Through a combination of experience, financial acumen, and a fresh and unbiased
perspective, Lazar believes that with the election of the Lazar Nominees, the Company’s management could greatly improve,
and shareholder value could meaningfully increase.
Should they be elected to the
Board, the Lazar Nominees intend to work tirelessly for the benefit of all the Company’s shareholders with an emphasis on
opportunities in ‘hot sectors’, such as Bitcoin Mining, Cryptocurrency Exchanges, Electric Vehicle’s and lithium-ion
battery companies which have the potential to unlock meaningful value to all the Company’s shareholders. Lazar is already
in communication with companies in the aforementioned sectors, and believes in his ability to complete such a transaction.
Lazar’s position on the
proposed resolution is that the Lazar Nominees are well-suited to serve as directors. Lazar recommends that all of the Company’s
shareholders VOTE FOR the election of the Lazar Nominees, as stated under Proposal No. 1.2 of the proxy
statement published for the Meeting.
See biographical information on
Lazar Nominees in Exhibit A.
Lazar’s arguments speak for themselves. The replacement
of the current directors of the Company (except for the external directors) has been long overdue and the election of the Lazar
Nominees to serve on the Company’s board of directors in their stead would be greatly beneficial for the Company and its
shareholders.

++++++++++

### Exercise aim
Copy out the entire passage above about the Lazar Nominees, word for word.

### Supplied material
++++++++++

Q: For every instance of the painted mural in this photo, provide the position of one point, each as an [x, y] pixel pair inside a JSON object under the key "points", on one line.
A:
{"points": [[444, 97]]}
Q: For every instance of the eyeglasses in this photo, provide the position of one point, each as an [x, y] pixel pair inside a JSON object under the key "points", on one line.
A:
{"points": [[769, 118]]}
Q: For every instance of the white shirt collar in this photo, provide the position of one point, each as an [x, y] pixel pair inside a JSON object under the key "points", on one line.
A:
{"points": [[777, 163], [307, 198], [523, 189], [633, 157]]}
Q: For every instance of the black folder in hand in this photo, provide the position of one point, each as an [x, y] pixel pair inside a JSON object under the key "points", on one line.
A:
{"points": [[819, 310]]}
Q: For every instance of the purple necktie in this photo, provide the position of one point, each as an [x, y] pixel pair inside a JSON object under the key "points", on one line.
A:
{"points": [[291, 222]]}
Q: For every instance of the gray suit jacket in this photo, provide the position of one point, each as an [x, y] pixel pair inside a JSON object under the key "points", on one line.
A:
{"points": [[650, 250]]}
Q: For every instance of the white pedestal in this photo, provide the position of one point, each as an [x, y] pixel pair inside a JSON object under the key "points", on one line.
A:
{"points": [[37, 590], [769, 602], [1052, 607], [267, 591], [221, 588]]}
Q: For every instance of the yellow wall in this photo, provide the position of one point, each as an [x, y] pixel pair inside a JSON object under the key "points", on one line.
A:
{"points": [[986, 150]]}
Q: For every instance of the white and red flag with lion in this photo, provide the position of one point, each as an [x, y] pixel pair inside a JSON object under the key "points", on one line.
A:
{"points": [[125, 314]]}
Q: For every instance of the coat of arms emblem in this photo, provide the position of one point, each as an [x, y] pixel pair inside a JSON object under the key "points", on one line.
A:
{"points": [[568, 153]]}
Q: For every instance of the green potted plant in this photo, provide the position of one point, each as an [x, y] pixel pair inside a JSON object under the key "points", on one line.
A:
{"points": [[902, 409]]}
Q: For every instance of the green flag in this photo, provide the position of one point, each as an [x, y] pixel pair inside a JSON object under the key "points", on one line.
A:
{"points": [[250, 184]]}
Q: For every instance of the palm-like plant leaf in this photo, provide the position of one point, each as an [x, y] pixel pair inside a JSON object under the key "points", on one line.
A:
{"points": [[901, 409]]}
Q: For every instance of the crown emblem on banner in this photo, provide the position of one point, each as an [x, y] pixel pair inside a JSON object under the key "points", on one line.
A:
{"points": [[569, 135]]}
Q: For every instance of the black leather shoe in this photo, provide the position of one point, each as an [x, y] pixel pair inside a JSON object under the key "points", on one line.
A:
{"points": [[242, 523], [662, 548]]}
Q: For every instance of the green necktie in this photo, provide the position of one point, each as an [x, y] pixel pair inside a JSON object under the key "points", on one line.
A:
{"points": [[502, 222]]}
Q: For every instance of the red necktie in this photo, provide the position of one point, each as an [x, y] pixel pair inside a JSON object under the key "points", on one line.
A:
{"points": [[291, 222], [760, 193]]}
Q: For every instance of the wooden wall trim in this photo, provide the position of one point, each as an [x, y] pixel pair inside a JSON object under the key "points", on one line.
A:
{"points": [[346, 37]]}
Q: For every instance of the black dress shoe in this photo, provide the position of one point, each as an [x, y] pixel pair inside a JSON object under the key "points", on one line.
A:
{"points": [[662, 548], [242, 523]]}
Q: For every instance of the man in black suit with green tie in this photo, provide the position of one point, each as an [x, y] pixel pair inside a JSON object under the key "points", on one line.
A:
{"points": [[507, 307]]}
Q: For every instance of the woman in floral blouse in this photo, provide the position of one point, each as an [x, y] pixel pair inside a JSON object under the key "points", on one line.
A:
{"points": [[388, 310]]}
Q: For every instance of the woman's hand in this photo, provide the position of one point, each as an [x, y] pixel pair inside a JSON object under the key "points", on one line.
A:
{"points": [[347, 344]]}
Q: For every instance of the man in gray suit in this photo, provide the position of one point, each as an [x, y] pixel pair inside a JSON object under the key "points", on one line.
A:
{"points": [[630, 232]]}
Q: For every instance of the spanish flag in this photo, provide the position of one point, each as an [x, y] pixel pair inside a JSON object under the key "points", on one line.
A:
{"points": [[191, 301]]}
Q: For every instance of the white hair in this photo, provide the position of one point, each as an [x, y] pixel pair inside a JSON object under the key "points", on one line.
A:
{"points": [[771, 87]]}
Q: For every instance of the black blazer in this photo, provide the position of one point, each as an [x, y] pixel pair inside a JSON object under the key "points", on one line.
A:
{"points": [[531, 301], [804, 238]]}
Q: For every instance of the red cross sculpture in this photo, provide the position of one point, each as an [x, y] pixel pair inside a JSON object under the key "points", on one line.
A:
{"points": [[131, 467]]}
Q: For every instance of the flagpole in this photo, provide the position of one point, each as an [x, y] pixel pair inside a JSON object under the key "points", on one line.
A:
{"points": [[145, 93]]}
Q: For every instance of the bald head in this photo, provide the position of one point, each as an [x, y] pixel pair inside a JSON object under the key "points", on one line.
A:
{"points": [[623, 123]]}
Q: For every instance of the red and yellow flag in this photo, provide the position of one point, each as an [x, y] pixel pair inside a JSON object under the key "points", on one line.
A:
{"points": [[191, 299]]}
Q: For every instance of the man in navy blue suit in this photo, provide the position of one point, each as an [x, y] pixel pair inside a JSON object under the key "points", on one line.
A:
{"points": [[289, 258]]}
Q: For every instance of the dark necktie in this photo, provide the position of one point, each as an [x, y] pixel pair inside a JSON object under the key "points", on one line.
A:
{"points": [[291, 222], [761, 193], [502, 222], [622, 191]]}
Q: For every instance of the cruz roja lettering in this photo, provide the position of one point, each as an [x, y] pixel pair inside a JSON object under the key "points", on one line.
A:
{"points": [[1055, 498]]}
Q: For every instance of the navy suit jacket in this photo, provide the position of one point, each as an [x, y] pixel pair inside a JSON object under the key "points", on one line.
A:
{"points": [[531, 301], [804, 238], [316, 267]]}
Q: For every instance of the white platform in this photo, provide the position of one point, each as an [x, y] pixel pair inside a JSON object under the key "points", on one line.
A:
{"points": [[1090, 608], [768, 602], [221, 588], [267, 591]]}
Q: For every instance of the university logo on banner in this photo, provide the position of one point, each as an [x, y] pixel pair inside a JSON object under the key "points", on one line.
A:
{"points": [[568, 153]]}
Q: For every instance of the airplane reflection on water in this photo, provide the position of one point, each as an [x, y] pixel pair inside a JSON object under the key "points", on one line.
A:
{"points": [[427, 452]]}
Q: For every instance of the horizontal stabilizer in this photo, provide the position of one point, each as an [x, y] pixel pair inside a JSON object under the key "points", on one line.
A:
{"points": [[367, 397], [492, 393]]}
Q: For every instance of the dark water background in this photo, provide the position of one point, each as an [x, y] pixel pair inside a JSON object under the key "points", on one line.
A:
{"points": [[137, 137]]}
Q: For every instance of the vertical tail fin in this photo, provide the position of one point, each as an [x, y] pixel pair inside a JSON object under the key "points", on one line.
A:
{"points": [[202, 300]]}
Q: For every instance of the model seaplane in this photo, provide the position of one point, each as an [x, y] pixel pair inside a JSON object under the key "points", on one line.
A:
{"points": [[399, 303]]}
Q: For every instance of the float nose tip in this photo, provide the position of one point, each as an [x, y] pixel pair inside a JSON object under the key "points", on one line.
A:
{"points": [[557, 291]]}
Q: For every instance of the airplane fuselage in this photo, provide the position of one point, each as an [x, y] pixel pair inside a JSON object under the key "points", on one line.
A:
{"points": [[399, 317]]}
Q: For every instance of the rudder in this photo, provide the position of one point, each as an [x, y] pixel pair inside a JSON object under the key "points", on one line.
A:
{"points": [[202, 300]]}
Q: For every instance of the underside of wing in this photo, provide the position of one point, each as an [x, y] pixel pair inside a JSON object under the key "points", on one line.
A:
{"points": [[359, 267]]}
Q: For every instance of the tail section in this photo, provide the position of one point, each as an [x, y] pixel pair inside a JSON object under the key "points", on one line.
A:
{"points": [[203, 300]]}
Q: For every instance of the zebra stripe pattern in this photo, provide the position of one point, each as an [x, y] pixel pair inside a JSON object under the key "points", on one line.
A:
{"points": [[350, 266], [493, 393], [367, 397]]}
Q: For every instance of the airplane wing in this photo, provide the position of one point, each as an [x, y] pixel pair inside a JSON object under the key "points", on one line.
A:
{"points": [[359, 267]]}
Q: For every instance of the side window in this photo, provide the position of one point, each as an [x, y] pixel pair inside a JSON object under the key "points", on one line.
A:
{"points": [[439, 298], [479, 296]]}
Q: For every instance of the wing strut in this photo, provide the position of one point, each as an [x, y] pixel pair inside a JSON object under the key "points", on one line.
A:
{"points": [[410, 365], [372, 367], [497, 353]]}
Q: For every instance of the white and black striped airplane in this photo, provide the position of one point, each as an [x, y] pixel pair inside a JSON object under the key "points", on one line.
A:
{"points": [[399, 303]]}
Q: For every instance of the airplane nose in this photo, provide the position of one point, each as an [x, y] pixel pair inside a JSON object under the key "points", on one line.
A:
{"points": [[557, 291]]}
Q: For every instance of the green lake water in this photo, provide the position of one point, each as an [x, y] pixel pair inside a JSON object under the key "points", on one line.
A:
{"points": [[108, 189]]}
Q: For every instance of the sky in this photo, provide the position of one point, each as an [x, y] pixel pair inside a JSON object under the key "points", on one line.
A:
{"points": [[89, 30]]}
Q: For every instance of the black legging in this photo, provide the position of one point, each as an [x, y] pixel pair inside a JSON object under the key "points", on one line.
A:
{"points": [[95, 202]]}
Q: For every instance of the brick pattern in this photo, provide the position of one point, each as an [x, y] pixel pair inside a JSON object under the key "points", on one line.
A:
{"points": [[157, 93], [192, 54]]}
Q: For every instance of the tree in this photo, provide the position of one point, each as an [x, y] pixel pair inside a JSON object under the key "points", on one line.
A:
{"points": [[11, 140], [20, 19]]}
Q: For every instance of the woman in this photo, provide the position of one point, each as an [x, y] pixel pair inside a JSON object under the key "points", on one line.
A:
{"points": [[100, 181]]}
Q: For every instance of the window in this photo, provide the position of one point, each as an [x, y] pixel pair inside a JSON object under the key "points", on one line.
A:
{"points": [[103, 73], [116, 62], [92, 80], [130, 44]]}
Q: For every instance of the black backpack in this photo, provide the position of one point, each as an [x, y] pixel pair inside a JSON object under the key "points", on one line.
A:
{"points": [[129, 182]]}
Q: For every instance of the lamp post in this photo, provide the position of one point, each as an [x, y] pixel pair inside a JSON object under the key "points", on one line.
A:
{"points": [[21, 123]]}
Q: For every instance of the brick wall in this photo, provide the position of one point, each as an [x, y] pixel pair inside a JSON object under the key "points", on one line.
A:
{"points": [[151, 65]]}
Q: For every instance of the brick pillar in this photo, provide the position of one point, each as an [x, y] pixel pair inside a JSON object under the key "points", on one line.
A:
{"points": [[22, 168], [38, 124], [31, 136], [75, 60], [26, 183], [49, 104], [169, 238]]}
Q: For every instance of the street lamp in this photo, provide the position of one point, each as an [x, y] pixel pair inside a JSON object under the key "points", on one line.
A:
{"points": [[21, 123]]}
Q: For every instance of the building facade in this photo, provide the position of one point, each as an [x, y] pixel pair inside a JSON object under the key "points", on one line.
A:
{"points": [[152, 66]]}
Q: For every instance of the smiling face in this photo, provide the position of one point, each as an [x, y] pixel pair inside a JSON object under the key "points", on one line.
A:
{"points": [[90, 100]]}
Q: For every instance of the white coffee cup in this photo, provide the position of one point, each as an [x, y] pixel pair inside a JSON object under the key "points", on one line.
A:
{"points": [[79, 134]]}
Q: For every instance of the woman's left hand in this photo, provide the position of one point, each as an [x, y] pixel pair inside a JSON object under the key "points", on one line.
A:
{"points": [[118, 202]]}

++++++++++

### Response to this exercise
Through a combination of experience, financial acumen, and a fresh and unbiased
perspective, Lazar believes that with the election of the Lazar Nominees, the Company’s management could greatly improve,
and shareholder value could meaningfully increase.
Should they be elected to the
Board, the Lazar Nominees intend to work tirelessly for the benefit of all the Company’s shareholders with an emphasis on
opportunities in ‘hot sectors’, such as Bitcoin Mining, Cryptocurrency Exchanges, Electric Vehicle’s and lithium-ion
battery companies which have the potential to unlock meaningful value to all the Company’s shareholders. Lazar is already
in communication with companies in the aforementioned sectors, and believes in his ability to complete such a transaction.
Lazar’s position on the
proposed resolution is that the Lazar Nominees are well-suited to serve as directors. Lazar recommends that all of the Company’s
shareholders VOTE FOR the election of the Lazar Nominees, as stated under Proposal No. 1.2 of the proxy
statement published for the Meeting.
See biographical information on
Lazar Nominees in Exhibit A.
Lazar’s arguments speak for themselves. The replacement
of the current directors of the Company (except for the external directors) has been long overdue and the election of the Lazar
Nominees to serve on the Company’s board of directors in their stead would be greatly beneficial for the Company and its
shareholders.